GOAL: Write out all of the entries that follow, word for word, but skip the pictures.

-------- THE INPUT --------

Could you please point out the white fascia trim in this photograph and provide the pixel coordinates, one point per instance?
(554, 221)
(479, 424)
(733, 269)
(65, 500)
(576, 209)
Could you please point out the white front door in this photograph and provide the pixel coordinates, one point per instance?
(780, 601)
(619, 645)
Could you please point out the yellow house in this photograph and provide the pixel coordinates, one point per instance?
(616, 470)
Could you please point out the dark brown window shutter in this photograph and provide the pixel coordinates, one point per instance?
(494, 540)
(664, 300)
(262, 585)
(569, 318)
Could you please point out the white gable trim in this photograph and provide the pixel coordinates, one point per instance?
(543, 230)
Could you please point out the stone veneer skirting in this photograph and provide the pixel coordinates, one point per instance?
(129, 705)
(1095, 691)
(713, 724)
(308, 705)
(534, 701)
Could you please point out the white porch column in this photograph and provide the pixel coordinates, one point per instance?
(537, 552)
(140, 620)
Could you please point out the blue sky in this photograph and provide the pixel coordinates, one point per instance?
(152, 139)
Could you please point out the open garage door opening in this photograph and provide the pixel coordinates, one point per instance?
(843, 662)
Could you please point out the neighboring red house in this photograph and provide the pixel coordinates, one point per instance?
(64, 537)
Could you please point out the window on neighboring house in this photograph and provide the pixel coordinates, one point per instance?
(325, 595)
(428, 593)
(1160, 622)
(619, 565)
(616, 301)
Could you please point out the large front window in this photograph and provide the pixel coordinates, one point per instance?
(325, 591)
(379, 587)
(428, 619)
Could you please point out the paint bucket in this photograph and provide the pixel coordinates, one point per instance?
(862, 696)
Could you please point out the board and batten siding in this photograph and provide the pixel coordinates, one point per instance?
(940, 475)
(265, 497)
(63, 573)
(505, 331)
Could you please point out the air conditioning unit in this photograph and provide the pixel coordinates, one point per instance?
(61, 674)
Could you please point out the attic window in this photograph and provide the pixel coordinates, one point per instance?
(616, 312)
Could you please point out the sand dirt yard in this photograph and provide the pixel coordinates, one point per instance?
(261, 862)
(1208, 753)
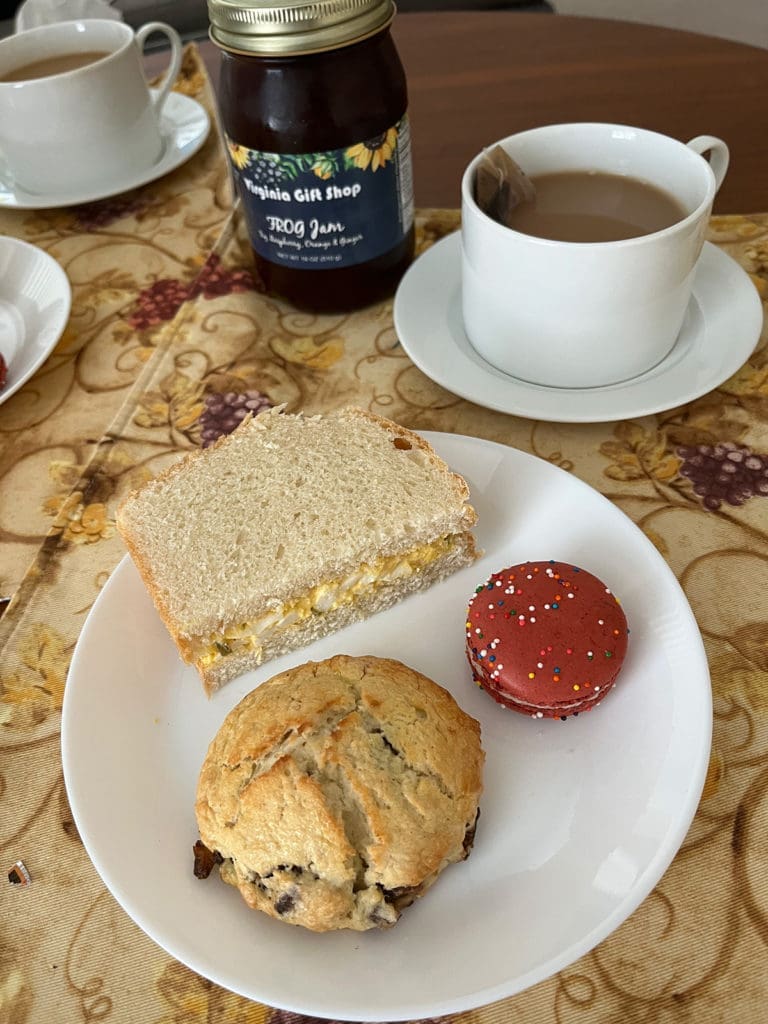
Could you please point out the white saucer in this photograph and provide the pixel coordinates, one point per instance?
(720, 331)
(183, 125)
(35, 299)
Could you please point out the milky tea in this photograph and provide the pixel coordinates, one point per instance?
(594, 206)
(54, 65)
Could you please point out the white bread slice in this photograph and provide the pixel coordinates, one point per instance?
(284, 505)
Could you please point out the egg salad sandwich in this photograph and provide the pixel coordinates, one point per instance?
(291, 527)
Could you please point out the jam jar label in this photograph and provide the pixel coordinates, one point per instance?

--------

REPLY TO THE EXERCISE:
Could you please point out the white fascia trim in this photograph and provide the pixel coordinates, one point per instance?
(554, 221)
(479, 424)
(733, 269)
(65, 500)
(576, 209)
Could you please point out the white front door in this photograph and provide the pixel coordinates, one point per instance?
(780, 601)
(619, 645)
Could you please point out the yellow house in this photograph and provide the pixel coordinates, one point per instance?
(616, 470)
Could you please point out the dark brown window shutter in this photograph and provide the pixel coordinates, one point per instance?
(494, 540)
(664, 300)
(262, 585)
(569, 318)
Could you please point out the white gable trim in this photograph and provide the pixel coordinates, one point per instance?
(543, 230)
Could you please point out the stone veneer skirting in this photograph and provide the pixel coordinates, one point per instance?
(129, 705)
(1095, 691)
(713, 724)
(308, 705)
(534, 701)
Could you please point out the white porch column in this photograph and provide the pixel coordinates, one point per instance?
(537, 552)
(140, 620)
Could you please point out the blue sky in this photograph and provide the pixel coordinates, one point per instance?
(152, 139)
Could you please point out the open garage door opening in this photograph and provide the pixel coordinates, one point per instance?
(843, 662)
Could you please point out the neighboring red house in this photograph and provide the pixel coordinates, one point per instance?
(64, 537)
Could you please point out the window on neighboring house in this photograph and provide the pixel coordinates, one point per instance?
(325, 595)
(428, 593)
(1160, 622)
(619, 565)
(616, 301)
Could you please point out the large front window in this photograph and provide the pixel coordinates, one point per instance?
(325, 591)
(379, 587)
(428, 619)
Could you please point out the paint bucket in this photograph and provide the pixel coordinates, one point per instance?
(862, 696)
Could you please point out the board and batten siding in this photograph and provide the pixel coordinates, one point per instance?
(940, 475)
(265, 497)
(63, 573)
(505, 331)
Could you please point out the air conditioning unit in this photograph and provide the pixel coordinates, one point per instance?
(61, 674)
Could you please point out the attic window in this photograph and provide the pixel coordinates, one point per instance?
(616, 312)
Could you please point out the sand dirt yard in this photograph and provide the pixel coordinates, one point per instance?
(261, 862)
(1208, 753)
Could you please point out the white saucer in this photograph and provide the pixel coordinates, one point per instance?
(720, 331)
(183, 125)
(35, 299)
Could you please point out the milky tea in this photograph and provide the pixel coordinates, one point per instance?
(594, 206)
(54, 65)
Could you please point out the white bread slice in this photograph and provide the pixel coordinates, one point per instance?
(284, 505)
Could you please point out the egg salad sandwich in this photograph and provide the pixel coordinates, one point per instance?
(291, 527)
Could you please point out the jam jar label in this photograph and provide the pixel coordinates, one point per instance?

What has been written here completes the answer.